Challenge:
Update the episode notes between "The episode also" and "the framing wanting.", inclusive, so that "careful" replaces "rigorous".

Source — AITW Ep089 — Democracy Summit; S. Korea Visit; Olympic Boycott; Communicating Foreign Policy¶
Episode Metadata¶
| Field | Value |
|---|---|
| Episode number | 89 |
| Title | Ep. 89: Democracy summit; S. Korea visit; Olympic boycott; communicating foreign policy |
| Publication date | 2021-12-17 |
| Recording date | Thursday, 16 December 2021 |
| Guests | None (Allan and Darren only) |
| Allan present | Yes |
| Format | Multi-topic news episode (four items). Final episode of 2021. Reading segment at close. |
Summary¶
The last episode of 2021 and, given that structure, a quietly revealing one. The standout biographical disclosure is Allan's casual mention of having spent "a couple of years" working at a space launch company run by a Korean Australian — slipped in while discussing the South Korea visit and then abandoned as "another story." It is the most unexpected career fragment in the corpus to this point and the most direct evidence that Allan's working life between the Keating government's fall (1996) and the Lowy Institute (~2003) is more varied than the formal record suggests.
The episode also contains one of his clearest and most personal statements on what he believes public foreign policy communication should be: "an informed and engaged public is the best way of ensuring that we have a foreign policy and national security policy that works for our times." He applies rigorous textual close reading to Morrison's Olympic boycott announcement — counting speeches, quoting exact words, comparing Morrison's language to the US statement — and finds both the substance and the framing wanting.
The closing reading recommendation, 4,000 Weeks by Oliver Burkeman, draws Darren's immediate good-natured taunt ("You, Allan") about workaholism. Allan accepts the teasing with a simple "Thank you" — one of the warmer exchanges in the series.
Key Quotations¶
"A space launch company as it happens, but that's another story"¶
"I once worked for a couple of years with a company run by a Korean Australian. It was actually a space launch company as it happens, but that's another story. And I greatly enjoyed it. It was a fun place to be around."
— [00:19:28.960 --> 00:22:30.620]
The most unexpected biographical fragment in the corpus. Allan drops a private-sector period — "a couple of years" at a space launch company run by a Korean Australian — in the course of making a point about Australian-Korean cultural similarities, then moves on without elaboration. "But that's another story" is characteristic: he opens a door and declines to walk through it. The timing is unconfirmed but the most plausible placement is the 1996–2003 gap between the Keating government's fall and the founding of the Lowy Institute, a period which now begins to look considerably more varied than the curriculum vitae suggests. A Korean Australian–run space launch company in Australia in the late 1990s is a distinctive enough organisation to be traceable. The fact that he "greatly enjoyed it" and found it "a fun place to be around" suggests something genuinely outside the Canberra policy world.

Information given:
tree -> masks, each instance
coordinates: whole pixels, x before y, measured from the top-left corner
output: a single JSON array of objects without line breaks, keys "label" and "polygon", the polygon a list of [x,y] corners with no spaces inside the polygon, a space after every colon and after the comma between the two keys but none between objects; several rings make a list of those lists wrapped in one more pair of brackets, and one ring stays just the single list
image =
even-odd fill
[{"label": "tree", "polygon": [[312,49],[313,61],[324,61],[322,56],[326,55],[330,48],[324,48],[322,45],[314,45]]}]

Solved problem:
The episode also contains one of his clearest and most personal statements on what he believes public foreign policy communication should be: "an informed and engaged public is the best way of ensuring that we have a foreign policy and national security policy that works for our times." He applies careful textual close reading to Morrison's Olympic boycott announcement — counting speeches, quoting exact words, comparing Morrison's language to the US statement — and finds both the substance and the framing wanting.